The main constraint is maintenance ownership. Forking `nextcloud/server` would move security patches, upstream upgrade churn, and internal compatibility risk onto betterNAS too early. At the same time, pushing all product logic into a traditional Nextcloud app would make our business rules hard to evolve and tightly couple the product to the PHP monolith. The design therefore needs to leave us with a thin in-Nextcloud surface and a separate betterNAS-owned service layer.
## Goals / Non-Goals
**Goals:**
- Create a repository scaffold that supports local development with vanilla Nextcloud and betterNAS-owned services.
- Define a thin Nextcloud shell app that handles navigation, branded entry points, and backend integration hooks.
- Define an betterNAS control-plane service boundary for business logic, policy, and orchestration.
- Keep interfaces typed and explicit so future web, desktop, and iOS clients can target betterNAS services rather than Nextcloud internals.
- Make the initial architecture easy to extend without forcing a Nextcloud core fork.
**Non-Goals:**
- Implement end-user storage features such as mounts, sync semantics, or sharing workflows in this change.
- Build custom desktop or iOS clients in this change.
- Replace Nextcloud's file storage, sync engine, or existing client stack.
- Finalize long-term production deployment topology or multi-node scaling.
## Decisions
### 1. Use vanilla Nextcloud as an upstream backend, not a fork
betterNAS will run a stock Nextcloud instance in local development and future environments. We will extend it through a dedicated betterNAS app and service integrations instead of modifying core server code.
Rationale:
- Keeps upstream upgrades and security patches tractable.
- Lets us reuse mature file storage and client compatibility immediately.
- Preserves an exit ramp if we later replace parts of the backend.
Alternatives considered:
- Fork `nextcloud/server`: rejected due to long-term maintenance cost.
- Build a custom storage platform first: rejected because it delays product iteration on higher-value workflows.
### 2. Keep the Nextcloud app thin and treat it as an adapter shell
The generated Nextcloud app will own betterNAS-specific UI entry points inside Nextcloud, settings pages, and integration hooks, but SHALL not become the home of core business logic. It will call betterNAS-owned APIs/services for control-plane decisions.
Rationale:
- Keeps PHP app code small and replaceable.
- Makes future non-Nextcloud clients first-class instead of afterthoughts.
- Allows us to rewrite business logic without continually reshaping the shell app.
Alternatives considered:
- Put most logic directly in the app: rejected because it couples product evolution to the monolith.
### 3. Scaffold an betterNAS control-plane service from the start
The repo will include a control-plane service that exposes internal HTTP APIs, owns domain models, and encapsulates policy and orchestration logic. In the first scaffold, this service may be packaged in an ExApp-compatible container, but the code structure SHALL keep Nextcloud-specific integration at the boundary rather than in domain logic.
Rationale:
- Matches the product direction of betterNAS owning the control plane.
- Gives one place for RBAC, storage policy, and orchestration logic to live.
- Supports future desktop, iOS, and standalone web surfaces without coupling them to Nextcloud-rendered pages.
Alternatives considered:
- Delay service creation and start with only a Nextcloud app: rejected because it encourages logic to accumulate in the wrong place.
- Build multiple services immediately: rejected because one control-plane service is enough to establish the boundary.

§ EXTRACTED MATERIAL

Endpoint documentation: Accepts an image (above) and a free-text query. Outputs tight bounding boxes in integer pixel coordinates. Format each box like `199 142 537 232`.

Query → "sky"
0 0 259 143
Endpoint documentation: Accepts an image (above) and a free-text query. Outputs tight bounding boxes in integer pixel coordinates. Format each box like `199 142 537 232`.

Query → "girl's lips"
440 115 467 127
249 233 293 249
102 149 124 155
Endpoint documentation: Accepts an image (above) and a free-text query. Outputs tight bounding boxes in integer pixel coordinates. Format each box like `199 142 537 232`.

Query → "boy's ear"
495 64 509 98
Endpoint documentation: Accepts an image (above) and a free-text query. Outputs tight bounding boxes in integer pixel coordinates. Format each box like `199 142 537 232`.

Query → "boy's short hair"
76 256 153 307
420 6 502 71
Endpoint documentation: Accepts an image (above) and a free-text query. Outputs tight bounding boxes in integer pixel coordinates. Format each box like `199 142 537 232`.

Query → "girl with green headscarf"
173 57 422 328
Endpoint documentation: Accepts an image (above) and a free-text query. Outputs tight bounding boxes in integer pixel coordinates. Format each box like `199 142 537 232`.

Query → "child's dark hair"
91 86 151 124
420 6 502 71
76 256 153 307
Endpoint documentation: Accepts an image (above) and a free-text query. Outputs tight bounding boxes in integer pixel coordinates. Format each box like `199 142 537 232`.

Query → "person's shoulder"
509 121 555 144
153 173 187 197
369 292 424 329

§ TASK DIRECTIONS
From the betterNAS design text above, list every alternative that was considered and rejected across all the decisions.

§ EXERCISE SOLUTION
- Fork `nextcloud/server`
- Build a custom storage platform first
- Put most logic directly in the app
- Delay service creation and start with only a Nextcloud app
- Build multiple services immediately